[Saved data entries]
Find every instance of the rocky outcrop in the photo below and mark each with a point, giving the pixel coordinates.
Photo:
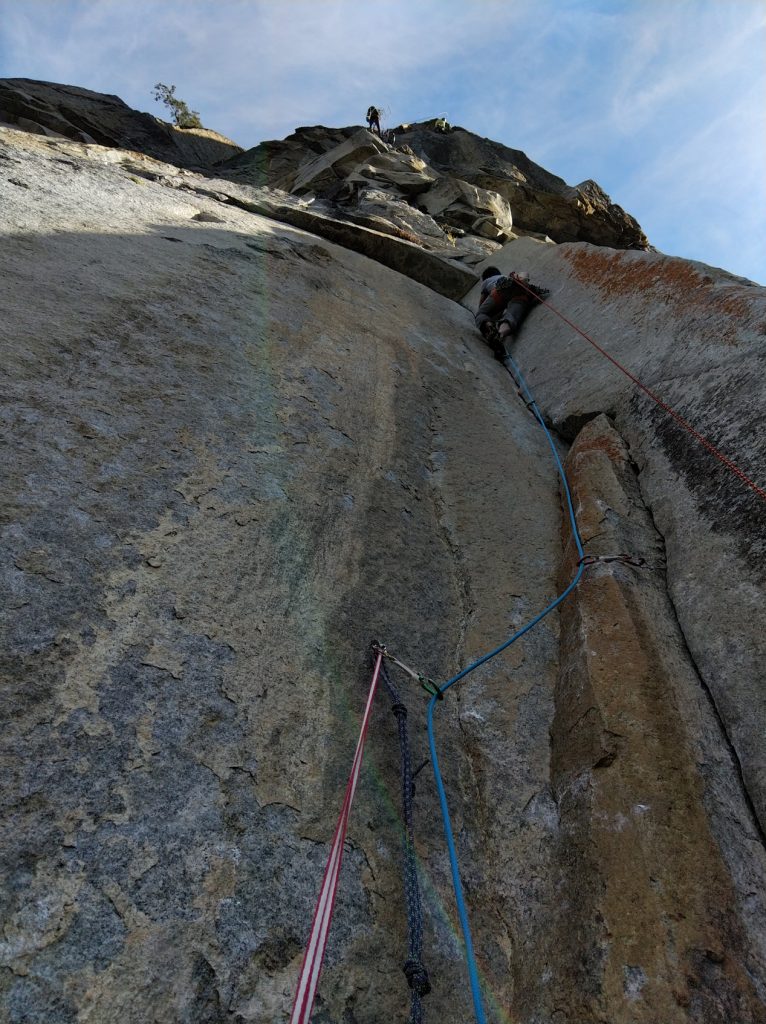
(694, 335)
(467, 184)
(540, 201)
(631, 716)
(47, 109)
(237, 453)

STATED EXERCISE:
Render the items above as a two-column CSV with the headers text and answer, one row per item. Put each item's text and its answer in a single quoted field with line breaks replaced by spaces, and omit the pictures.

RESPONSE TO THIS EXERCISE:
text,answer
"Find every instance of the rocky outcrop in the photo below and mark each with a point, giving the pixel coordinates. Photo:","(694, 335) (467, 184) (540, 201) (631, 716) (47, 109) (237, 453)"